Raw data:
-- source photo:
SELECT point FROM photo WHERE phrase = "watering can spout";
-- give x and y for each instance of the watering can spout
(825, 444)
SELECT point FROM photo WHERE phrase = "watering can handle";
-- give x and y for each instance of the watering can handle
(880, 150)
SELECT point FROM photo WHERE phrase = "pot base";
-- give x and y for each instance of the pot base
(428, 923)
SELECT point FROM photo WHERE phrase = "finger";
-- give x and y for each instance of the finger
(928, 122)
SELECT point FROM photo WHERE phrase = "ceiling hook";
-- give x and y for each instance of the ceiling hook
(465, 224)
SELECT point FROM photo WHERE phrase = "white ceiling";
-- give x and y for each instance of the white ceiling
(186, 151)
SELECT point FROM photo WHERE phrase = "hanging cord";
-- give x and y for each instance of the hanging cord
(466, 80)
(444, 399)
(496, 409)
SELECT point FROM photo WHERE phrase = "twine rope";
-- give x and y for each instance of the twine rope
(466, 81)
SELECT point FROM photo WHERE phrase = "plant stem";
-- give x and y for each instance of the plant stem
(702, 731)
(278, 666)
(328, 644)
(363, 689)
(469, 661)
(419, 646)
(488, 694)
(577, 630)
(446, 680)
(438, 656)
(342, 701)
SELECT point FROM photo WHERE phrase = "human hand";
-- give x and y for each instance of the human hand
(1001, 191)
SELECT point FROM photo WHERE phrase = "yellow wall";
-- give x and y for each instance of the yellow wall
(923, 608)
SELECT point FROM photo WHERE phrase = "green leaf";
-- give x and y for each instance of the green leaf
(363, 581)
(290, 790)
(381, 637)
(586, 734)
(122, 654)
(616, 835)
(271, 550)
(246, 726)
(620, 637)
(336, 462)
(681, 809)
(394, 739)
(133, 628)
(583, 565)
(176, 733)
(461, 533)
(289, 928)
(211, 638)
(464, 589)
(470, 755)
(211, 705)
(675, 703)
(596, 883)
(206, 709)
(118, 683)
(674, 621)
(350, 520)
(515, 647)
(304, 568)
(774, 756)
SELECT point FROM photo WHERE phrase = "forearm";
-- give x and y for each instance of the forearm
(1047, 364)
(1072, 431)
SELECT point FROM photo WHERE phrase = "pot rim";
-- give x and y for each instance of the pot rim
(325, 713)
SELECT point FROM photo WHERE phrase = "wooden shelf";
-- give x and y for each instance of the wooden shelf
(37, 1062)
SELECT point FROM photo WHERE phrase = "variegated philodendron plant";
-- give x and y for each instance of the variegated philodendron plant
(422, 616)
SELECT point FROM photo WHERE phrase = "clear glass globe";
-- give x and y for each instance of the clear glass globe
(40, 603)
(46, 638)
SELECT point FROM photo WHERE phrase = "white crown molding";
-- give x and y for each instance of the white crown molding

Required work: Write out exactly those lines of the records above that lie from the one with "-- give x and y for each instance of the yellow" through the last line, including both.

Solution:
-- give x and y for each instance of the yellow wall
(923, 608)
SELECT point FROM photo WHERE phrase = "green leaf";
-- give x and y for each instance of the green leaf
(363, 581)
(290, 790)
(381, 637)
(586, 734)
(122, 654)
(616, 835)
(271, 550)
(246, 726)
(620, 637)
(336, 462)
(681, 809)
(394, 739)
(133, 628)
(583, 565)
(176, 733)
(461, 533)
(289, 928)
(211, 638)
(464, 589)
(470, 755)
(211, 705)
(675, 703)
(596, 883)
(206, 709)
(118, 683)
(674, 621)
(350, 520)
(515, 647)
(304, 568)
(774, 756)
SELECT point FROM photo WHERE phrase = "forearm";
-- give x and y for each instance of the forearm
(1047, 364)
(1072, 431)
SELECT point FROM photo WHERE phrase = "pot rim";
-- give x and y for each instance of the pot rim
(325, 713)
SELECT point FROM photo WHERE phrase = "wooden shelf";
-- give x and y for each instance of the wooden shelf
(37, 1062)
SELECT point FROM photo WHERE phrase = "variegated philodendron plant";
-- give x and y for each instance of the variegated philodendron plant
(422, 616)
SELECT point FROM photo WHERE phrase = "clear glass globe";
-- give x and y for each instance of the clear glass globe
(40, 603)
(46, 638)
SELECT point FROM photo WHERE phrase = "white crown molding";
-- give x and y for each instance of the white crown molding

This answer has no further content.